Records

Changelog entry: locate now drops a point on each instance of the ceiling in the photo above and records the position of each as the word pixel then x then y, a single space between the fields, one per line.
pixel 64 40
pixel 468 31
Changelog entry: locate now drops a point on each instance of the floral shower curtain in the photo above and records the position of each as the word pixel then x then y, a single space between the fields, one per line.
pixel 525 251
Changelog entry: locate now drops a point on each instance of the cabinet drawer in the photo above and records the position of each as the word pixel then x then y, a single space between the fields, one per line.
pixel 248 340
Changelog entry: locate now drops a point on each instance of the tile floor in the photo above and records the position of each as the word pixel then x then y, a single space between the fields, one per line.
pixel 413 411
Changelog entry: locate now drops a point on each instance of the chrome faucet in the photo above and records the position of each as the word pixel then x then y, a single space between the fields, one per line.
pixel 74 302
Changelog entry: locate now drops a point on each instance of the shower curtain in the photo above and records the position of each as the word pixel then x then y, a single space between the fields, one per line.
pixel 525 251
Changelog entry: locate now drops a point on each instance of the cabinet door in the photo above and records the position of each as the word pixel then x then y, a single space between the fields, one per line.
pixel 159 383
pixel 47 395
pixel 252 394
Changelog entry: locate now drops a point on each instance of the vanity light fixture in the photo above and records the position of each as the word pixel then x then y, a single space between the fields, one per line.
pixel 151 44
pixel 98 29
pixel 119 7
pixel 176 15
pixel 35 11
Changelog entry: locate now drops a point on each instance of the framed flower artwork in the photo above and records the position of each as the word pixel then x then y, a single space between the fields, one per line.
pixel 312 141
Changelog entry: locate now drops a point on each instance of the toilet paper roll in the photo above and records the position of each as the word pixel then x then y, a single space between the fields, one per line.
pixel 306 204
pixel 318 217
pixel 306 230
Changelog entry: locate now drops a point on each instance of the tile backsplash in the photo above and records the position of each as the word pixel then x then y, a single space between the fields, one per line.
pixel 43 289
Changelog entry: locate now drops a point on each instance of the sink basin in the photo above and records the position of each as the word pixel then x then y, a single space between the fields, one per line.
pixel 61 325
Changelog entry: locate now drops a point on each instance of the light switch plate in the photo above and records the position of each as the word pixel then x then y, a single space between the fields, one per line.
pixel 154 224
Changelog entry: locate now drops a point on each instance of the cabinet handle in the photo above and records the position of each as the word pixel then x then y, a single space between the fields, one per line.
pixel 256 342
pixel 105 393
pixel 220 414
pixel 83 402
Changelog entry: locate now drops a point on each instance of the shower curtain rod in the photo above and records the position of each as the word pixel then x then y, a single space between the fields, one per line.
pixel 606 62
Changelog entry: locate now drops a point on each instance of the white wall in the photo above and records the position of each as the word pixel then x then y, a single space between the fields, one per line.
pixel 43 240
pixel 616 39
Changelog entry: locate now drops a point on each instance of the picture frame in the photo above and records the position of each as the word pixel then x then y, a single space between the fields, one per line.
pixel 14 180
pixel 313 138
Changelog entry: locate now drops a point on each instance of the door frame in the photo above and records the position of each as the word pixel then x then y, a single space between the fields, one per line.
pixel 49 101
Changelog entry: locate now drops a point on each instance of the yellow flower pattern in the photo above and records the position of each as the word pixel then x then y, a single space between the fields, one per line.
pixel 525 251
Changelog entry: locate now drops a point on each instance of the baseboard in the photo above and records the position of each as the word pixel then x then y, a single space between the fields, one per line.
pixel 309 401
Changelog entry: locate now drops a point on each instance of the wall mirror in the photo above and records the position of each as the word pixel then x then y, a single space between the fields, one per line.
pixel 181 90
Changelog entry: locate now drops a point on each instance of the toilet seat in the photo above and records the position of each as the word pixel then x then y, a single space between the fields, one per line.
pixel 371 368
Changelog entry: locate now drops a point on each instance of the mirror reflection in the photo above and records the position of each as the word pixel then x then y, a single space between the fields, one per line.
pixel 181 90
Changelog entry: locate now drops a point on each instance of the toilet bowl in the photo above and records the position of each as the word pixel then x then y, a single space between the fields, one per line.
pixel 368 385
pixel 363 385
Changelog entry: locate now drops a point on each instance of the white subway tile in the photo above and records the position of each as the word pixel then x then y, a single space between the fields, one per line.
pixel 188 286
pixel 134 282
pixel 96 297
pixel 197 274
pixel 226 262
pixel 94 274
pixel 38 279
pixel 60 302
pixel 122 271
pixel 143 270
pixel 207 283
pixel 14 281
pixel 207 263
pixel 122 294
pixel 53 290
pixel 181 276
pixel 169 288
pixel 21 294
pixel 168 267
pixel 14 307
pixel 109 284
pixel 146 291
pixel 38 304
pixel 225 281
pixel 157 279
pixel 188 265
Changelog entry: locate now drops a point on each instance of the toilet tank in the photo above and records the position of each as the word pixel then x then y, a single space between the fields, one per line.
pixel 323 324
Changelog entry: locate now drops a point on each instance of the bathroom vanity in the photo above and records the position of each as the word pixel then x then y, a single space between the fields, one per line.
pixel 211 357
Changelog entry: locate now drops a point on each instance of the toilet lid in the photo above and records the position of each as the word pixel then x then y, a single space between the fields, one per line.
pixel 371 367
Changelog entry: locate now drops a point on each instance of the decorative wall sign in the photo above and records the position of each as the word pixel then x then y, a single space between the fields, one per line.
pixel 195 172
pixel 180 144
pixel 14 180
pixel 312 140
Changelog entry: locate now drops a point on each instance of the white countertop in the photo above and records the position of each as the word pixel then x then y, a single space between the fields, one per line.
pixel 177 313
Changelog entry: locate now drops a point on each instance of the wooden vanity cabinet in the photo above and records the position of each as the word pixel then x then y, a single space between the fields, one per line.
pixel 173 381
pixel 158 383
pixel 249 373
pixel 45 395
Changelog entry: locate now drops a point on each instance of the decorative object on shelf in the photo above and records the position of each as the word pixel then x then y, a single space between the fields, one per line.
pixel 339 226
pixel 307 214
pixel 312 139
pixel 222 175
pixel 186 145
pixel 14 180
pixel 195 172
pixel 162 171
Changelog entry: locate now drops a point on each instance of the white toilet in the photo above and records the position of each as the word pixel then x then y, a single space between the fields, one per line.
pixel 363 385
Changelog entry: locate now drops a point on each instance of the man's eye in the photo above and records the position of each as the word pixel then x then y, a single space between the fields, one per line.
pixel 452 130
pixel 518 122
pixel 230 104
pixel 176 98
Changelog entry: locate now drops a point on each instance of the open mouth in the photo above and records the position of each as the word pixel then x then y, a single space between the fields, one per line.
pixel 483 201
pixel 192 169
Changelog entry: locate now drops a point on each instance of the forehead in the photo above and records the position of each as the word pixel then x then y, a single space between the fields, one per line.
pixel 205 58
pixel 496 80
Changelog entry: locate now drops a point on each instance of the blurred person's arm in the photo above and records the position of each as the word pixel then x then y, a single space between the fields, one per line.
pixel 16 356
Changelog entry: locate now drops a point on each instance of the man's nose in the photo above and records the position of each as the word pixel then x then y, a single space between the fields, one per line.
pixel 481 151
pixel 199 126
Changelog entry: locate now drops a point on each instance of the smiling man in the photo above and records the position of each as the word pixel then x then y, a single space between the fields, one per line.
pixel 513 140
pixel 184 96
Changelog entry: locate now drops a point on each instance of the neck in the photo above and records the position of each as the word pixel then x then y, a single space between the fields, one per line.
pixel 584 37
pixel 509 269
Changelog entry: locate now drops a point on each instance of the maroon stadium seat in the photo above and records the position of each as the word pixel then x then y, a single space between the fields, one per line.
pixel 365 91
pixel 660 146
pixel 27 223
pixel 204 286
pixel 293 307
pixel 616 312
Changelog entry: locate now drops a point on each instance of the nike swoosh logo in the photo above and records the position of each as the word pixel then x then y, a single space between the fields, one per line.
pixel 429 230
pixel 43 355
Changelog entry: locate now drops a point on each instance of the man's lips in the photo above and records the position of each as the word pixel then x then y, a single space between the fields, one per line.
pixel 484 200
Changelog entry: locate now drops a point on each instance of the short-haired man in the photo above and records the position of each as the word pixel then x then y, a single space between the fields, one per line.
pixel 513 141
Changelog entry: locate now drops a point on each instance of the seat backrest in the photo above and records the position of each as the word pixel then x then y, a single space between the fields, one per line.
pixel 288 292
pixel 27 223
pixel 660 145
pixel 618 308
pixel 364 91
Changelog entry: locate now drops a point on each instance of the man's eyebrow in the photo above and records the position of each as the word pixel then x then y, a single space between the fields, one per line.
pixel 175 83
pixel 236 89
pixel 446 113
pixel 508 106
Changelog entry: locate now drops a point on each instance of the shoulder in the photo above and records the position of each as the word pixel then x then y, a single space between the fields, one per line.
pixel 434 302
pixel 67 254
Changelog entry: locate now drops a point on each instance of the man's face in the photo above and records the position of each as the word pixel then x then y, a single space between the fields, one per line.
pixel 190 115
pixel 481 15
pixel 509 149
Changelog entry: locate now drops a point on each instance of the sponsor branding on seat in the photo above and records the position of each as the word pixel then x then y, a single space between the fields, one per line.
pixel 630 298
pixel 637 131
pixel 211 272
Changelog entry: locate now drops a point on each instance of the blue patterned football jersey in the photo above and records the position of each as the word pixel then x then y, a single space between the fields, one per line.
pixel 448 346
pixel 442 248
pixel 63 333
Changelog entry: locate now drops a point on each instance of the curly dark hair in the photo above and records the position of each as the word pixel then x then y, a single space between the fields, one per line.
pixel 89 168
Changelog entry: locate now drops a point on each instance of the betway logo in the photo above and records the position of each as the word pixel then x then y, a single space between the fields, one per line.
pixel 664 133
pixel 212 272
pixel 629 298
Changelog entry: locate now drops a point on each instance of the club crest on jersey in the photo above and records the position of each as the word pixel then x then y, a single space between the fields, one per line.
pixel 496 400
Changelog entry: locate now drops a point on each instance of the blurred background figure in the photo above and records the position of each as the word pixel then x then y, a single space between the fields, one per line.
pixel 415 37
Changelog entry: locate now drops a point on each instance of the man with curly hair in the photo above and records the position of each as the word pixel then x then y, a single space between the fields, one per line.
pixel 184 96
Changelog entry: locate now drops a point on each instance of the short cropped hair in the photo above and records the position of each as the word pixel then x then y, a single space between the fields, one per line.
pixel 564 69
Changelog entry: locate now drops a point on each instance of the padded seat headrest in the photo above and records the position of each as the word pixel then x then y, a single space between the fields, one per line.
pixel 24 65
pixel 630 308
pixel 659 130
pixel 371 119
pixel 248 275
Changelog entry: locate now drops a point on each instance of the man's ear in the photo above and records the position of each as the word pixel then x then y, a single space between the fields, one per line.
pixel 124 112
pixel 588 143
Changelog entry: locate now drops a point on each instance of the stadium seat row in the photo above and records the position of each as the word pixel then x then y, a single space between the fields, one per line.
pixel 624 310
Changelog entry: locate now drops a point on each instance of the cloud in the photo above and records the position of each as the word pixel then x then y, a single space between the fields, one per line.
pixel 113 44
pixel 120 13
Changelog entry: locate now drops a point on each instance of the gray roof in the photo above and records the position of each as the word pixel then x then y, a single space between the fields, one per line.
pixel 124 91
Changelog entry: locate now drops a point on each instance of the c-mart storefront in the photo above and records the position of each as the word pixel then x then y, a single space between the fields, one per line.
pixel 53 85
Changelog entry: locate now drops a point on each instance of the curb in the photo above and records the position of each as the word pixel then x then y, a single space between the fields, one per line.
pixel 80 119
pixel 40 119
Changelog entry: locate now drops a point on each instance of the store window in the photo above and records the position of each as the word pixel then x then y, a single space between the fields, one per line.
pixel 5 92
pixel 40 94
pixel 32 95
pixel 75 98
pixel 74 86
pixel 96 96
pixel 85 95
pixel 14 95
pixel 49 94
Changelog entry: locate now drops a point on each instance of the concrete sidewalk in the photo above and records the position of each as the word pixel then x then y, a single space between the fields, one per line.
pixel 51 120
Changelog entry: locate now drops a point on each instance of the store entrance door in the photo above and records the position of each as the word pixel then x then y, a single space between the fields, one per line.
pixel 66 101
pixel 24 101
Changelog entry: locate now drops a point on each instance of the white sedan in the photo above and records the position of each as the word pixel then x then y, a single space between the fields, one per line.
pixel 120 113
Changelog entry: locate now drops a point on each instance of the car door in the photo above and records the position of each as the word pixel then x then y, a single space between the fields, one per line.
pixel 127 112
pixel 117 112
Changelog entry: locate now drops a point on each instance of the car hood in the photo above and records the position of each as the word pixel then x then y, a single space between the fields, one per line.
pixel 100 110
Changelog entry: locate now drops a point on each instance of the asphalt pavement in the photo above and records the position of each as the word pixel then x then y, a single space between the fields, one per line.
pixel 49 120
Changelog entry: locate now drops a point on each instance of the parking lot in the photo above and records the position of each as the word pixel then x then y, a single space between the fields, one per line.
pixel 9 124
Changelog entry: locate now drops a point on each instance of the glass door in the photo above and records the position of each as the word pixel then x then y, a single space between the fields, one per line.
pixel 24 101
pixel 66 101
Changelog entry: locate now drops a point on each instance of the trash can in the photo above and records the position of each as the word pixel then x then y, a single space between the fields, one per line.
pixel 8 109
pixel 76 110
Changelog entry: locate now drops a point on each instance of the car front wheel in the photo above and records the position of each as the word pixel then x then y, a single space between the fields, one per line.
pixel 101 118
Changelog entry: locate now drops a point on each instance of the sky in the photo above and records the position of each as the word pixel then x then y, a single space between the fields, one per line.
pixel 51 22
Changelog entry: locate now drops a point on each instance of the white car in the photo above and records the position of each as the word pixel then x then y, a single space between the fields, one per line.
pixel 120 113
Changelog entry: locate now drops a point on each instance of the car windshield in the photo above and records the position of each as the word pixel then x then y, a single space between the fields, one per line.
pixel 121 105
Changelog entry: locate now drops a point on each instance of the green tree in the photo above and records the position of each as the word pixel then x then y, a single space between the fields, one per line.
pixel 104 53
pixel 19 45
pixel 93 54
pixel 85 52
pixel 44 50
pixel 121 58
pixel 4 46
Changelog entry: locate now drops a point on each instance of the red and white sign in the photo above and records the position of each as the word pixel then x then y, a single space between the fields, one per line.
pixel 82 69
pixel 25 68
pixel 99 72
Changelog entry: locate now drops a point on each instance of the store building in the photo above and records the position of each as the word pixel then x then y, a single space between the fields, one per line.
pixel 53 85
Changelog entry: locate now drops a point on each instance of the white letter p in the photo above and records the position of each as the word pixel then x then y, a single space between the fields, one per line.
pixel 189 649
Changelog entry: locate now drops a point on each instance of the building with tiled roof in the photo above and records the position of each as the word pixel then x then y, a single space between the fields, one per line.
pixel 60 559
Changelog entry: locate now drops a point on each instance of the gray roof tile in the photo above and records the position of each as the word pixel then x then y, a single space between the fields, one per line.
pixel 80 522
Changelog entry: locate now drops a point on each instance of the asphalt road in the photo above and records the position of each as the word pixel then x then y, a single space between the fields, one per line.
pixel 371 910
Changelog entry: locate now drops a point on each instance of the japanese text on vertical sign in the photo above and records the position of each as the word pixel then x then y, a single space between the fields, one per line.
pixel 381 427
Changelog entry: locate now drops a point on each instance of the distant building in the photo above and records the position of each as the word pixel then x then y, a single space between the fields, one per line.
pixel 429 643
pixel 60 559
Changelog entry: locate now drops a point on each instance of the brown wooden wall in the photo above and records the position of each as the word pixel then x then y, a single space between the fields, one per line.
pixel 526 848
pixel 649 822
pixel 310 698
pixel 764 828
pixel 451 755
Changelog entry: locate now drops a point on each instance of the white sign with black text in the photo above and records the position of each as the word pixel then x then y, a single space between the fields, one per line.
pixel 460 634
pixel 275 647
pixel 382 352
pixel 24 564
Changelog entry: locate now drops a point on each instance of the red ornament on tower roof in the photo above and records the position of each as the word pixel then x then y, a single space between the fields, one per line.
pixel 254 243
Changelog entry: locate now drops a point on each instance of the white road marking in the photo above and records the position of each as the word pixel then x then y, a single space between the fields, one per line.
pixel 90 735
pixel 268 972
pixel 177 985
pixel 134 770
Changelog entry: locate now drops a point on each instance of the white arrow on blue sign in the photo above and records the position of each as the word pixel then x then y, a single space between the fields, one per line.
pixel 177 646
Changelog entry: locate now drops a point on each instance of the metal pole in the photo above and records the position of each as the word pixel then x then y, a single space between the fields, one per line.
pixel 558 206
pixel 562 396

# Instruction:
Exact repetition is required for the lines from the one that contains "the white sign" through the final line; leave out everything else.

# The response:
Changelog entry: locate now drops a point on each instance of the white sign with black text in the photo above and records the position of each as the word pixel then x then y, a single space between the fields, one per line.
pixel 460 634
pixel 275 647
pixel 382 352
pixel 24 564
Changelog entry: locate now drops a point on each instance of the red ornament on tower roof in the photo above and records the position of each as the word pixel then x then y, a single space between the fields, one per line.
pixel 254 243
Changelog entry: locate now drops a point on each instance of the white road marking in the photo above and records the position of each as the word pixel then x then y, a single space between the fields, one per line.
pixel 90 735
pixel 268 972
pixel 177 985
pixel 134 770
Changelog entry: locate now drops a point on each instance of the white arrow on blue sign in the photo above and records the position of each as the word pixel then x then y, a single space between the fields, one per line.
pixel 177 646
Changelog entry: locate now drops a point on each instance of the metal pole in the photo above and records the position of each as the word pixel then x then y, a single space between the fields, one per line.
pixel 558 206
pixel 562 396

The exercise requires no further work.